GIVEN INFORMATION
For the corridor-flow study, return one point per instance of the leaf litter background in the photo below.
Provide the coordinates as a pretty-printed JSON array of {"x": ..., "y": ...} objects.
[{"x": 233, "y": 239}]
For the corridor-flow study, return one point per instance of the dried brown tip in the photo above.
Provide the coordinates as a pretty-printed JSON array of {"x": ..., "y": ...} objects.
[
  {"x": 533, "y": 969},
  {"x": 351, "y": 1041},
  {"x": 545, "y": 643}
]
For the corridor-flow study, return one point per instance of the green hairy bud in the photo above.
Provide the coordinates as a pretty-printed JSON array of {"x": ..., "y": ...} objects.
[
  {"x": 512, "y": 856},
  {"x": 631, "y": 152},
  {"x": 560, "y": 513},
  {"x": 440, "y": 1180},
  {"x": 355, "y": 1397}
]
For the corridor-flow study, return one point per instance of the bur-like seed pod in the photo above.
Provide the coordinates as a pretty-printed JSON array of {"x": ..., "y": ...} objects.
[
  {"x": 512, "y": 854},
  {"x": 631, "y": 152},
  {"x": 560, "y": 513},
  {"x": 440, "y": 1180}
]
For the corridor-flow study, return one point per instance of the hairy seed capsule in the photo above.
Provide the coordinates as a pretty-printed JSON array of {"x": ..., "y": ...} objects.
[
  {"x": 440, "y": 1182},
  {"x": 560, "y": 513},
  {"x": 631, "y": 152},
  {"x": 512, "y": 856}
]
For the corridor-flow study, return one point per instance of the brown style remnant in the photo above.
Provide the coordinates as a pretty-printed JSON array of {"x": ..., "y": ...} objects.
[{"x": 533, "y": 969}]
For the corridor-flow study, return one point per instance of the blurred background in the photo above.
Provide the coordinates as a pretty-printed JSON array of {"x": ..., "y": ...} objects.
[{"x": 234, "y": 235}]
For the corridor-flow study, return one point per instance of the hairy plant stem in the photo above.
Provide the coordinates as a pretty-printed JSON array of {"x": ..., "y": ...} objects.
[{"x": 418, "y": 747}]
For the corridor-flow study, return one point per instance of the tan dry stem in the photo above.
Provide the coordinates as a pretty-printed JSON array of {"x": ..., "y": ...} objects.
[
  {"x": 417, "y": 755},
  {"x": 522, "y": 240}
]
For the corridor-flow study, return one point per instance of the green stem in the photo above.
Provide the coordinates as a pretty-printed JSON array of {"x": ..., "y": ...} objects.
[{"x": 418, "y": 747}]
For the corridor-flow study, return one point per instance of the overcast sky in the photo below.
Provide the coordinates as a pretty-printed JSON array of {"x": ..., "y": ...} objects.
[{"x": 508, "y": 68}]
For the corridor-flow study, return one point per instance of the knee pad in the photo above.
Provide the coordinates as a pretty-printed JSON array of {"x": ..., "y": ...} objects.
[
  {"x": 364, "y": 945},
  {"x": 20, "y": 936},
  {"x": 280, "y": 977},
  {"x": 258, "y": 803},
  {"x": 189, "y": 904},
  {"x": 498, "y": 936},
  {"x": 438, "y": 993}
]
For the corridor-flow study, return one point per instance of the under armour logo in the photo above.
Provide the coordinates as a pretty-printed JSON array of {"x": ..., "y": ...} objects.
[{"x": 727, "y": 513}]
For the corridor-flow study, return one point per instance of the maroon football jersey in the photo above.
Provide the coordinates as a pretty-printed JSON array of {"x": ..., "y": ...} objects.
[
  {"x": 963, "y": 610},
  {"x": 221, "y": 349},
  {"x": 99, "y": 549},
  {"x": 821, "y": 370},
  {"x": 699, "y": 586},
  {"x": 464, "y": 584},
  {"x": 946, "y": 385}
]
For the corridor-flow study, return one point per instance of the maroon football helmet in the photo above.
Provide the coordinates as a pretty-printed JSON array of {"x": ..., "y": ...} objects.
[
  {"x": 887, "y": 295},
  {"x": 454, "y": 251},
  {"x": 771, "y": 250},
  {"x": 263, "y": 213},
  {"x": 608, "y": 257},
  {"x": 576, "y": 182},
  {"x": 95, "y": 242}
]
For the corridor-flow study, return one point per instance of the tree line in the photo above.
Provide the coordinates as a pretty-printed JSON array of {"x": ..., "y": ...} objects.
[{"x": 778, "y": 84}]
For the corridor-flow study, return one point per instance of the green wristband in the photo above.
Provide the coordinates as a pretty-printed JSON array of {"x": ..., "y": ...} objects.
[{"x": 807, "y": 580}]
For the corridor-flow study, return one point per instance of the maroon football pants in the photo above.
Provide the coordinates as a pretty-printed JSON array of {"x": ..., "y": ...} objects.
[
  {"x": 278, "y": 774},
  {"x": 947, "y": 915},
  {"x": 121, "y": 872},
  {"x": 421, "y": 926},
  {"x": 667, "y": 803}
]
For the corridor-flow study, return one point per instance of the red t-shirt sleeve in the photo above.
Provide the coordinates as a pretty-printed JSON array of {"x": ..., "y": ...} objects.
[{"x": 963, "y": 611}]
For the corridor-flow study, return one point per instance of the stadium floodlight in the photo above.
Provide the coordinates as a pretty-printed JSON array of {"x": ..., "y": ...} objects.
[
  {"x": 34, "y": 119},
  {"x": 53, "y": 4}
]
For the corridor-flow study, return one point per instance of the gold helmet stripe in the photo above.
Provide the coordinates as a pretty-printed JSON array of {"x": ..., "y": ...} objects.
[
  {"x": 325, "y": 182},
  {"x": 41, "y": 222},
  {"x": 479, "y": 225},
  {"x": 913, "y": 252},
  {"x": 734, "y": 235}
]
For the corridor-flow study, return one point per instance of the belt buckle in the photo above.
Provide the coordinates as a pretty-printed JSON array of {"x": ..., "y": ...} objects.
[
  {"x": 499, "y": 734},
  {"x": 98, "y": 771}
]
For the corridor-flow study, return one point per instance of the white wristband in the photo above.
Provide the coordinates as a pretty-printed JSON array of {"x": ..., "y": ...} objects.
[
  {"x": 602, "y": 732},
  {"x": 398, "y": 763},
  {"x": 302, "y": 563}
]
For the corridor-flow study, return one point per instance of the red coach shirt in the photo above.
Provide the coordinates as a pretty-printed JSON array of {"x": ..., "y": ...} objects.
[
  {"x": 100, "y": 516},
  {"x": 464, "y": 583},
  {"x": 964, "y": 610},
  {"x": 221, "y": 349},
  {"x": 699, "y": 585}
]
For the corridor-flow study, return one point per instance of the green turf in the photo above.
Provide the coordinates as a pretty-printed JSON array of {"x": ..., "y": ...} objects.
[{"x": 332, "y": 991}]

WORK REQUIRED
What lines in the material above hold the word "below"? Pull them out.

OUTPUT OF THE EXERCISE
For the corridor-flow study, return one point per instance of the leaf litter background in the photo below.
For the corridor-flow study, return one point per instance of the overcast sky in the photo below.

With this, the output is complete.